__Lo que harás__
1: Determine si cada afirmación concuerda con el fragmento y justifique con las palabras exactas de este: (a) quien narra se sirvió café antes de revisar su correo electrónico; (b) la elección del loro tuvo lugar en 1977; (c) al final, quien narra volvió a su ordenador.
2: Enumere los sustantivos del fragmento que nombran la sensación que quien narra se permitió saborear.
3: Transcriba el tramo del fragmento desde "A la mañana" hasta "a mi ordenador.", sustituyendo "café" por "té".

A la mañana siguiente, después de revisar mi correo electrónico, me serví una taza de café. Mientras saboreaba su rico aroma, una idea cruzó mi mente, tal y como ocurría de vez en cuando. Se trataba de algo que mi amiga Jeannie dijo en una ocasión: si hubiese escogido un loro gris diferente aquel día de 1977, Alex podría haber pasado una vida anónima y discreta en la habitación de invitados de alguna persona. No fue así, por supuesto, y aquí estábamos, con todo un historial de logros asombrosos a nuestras espaldas, y listos para viajar al siguiente horizonte y más allá de nuestro trabajo juntos. Y teníamos un buen puñado de recuerdos. Me permití saborear todo aquello también, una sensación de felicidad, emoción y seguridad que había eludido desde los emocionantes días en el Media Lab. ¡Sí! Luego volví a mi ordenador.

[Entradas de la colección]
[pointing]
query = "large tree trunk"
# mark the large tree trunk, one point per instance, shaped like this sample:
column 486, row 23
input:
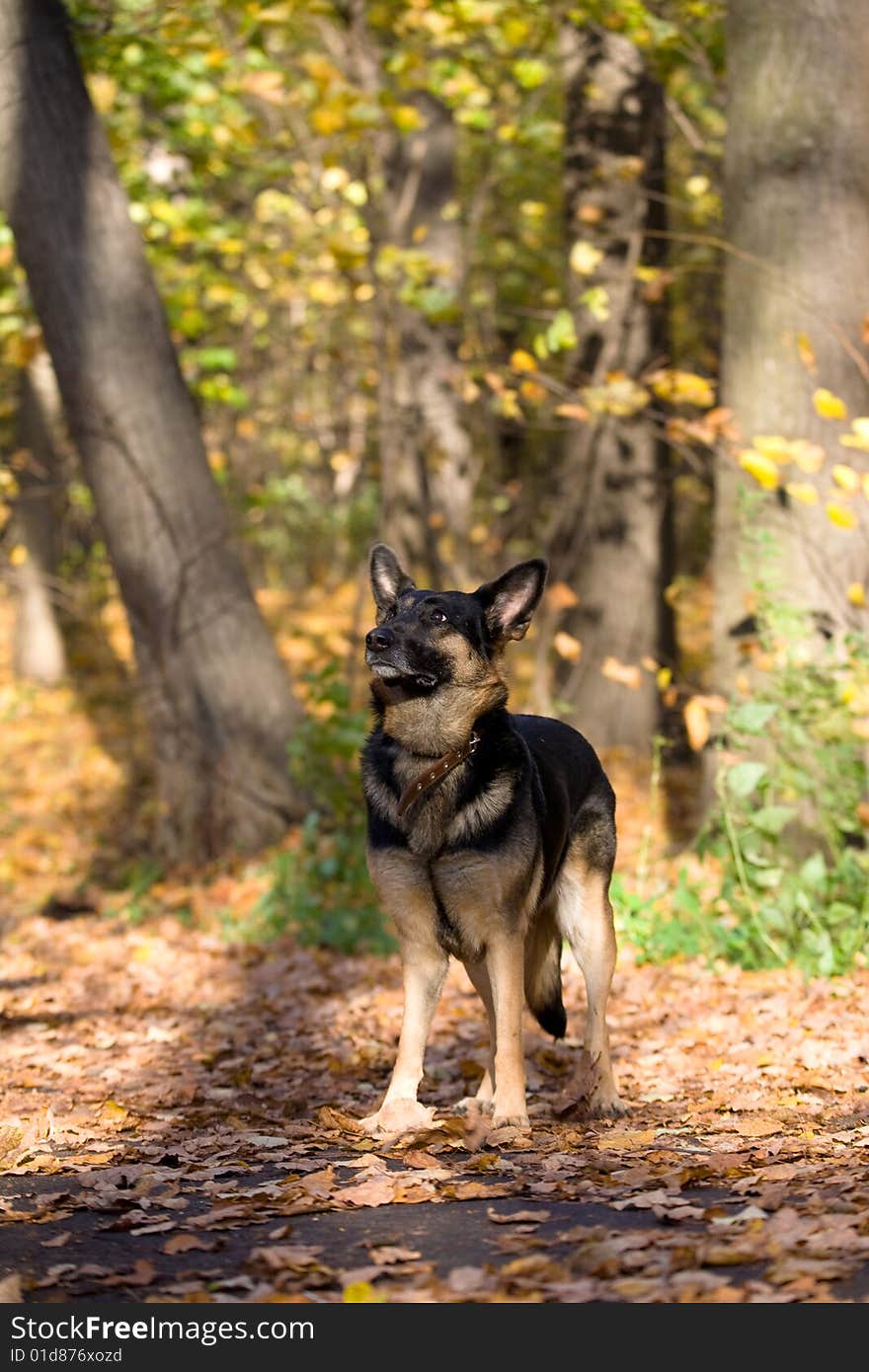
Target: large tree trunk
column 38, row 650
column 609, row 528
column 797, row 180
column 215, row 695
column 429, row 468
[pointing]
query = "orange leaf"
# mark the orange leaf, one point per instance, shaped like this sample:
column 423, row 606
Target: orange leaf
column 696, row 724
column 560, row 595
column 622, row 672
column 567, row 647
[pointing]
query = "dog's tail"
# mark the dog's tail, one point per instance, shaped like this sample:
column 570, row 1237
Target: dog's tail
column 542, row 974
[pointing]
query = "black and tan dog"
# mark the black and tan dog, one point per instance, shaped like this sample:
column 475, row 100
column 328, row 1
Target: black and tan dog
column 490, row 836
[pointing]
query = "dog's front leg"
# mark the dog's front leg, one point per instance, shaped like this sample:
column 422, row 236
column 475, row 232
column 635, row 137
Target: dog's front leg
column 423, row 971
column 504, row 963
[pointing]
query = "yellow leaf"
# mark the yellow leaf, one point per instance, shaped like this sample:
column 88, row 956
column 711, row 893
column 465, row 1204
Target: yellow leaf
column 584, row 259
column 830, row 407
column 809, row 457
column 567, row 647
column 859, row 433
column 573, row 412
column 696, row 724
column 803, row 493
column 560, row 595
column 521, row 361
column 533, row 391
column 846, row 478
column 622, row 672
column 328, row 118
column 361, row 1293
column 771, row 445
column 682, row 387
column 840, row 514
column 762, row 468
column 103, row 91
column 407, row 118
column 264, row 85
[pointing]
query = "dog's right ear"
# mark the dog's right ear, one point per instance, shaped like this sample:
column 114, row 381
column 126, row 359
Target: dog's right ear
column 387, row 577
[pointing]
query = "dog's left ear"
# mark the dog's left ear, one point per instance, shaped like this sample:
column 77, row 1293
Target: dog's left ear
column 387, row 577
column 511, row 600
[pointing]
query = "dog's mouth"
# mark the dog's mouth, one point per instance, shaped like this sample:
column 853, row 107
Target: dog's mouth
column 394, row 675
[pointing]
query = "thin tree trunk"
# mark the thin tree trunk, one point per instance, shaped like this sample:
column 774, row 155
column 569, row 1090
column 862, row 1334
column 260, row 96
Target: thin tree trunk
column 797, row 183
column 611, row 523
column 38, row 650
column 215, row 695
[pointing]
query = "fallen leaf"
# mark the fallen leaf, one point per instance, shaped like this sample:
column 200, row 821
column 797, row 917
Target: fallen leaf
column 516, row 1216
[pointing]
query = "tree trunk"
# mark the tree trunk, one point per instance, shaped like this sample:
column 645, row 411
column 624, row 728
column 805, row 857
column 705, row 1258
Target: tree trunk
column 215, row 695
column 797, row 183
column 609, row 528
column 38, row 651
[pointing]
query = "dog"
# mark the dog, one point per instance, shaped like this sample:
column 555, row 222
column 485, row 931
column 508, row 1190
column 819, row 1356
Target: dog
column 490, row 836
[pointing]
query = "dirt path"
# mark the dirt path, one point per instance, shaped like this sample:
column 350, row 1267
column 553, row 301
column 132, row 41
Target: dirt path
column 179, row 1122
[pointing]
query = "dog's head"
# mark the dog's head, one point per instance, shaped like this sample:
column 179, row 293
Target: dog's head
column 428, row 640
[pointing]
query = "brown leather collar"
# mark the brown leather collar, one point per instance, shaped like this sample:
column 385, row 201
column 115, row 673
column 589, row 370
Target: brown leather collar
column 439, row 769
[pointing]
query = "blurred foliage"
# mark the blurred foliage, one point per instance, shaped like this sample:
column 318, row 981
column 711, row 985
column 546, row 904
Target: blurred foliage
column 252, row 141
column 322, row 889
column 785, row 875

__Resultados esperados__
1:
(a) No: "después de revisar mi correo electrónico, me serví una taza de café".
(b) Sí: "si hubiese escogido un loro gris diferente aquel día de 1977".
(c) Sí: "Luego volví a mi ordenador."

2: felicidad, emoción, seguridad

3:
A la mañana siguiente, después de revisar mi correo electrónico, me serví una taza de té. Mientras saboreaba su rico aroma, una idea cruzó mi mente, tal y como ocurría de vez en cuando. Se trataba de algo que mi amiga Jeannie dijo en una ocasión: si hubiese escogido un loro gris diferente aquel día de 1977, Alex podría haber pasado una vida anónima y discreta en la habitación de invitados de alguna persona. No fue así, por supuesto, y aquí estábamos, con todo un historial de logros asombrosos a nuestras espaldas, y listos para viajar al siguiente horizonte y más allá de nuestro trabajo juntos. Y teníamos un buen puñado de recuerdos. Me permití saborear todo aquello también, una sensación de felicidad, emoción y seguridad que había eludido desde los emocionantes días en el Media Lab. ¡Sí! Luego volví a mi ordenador.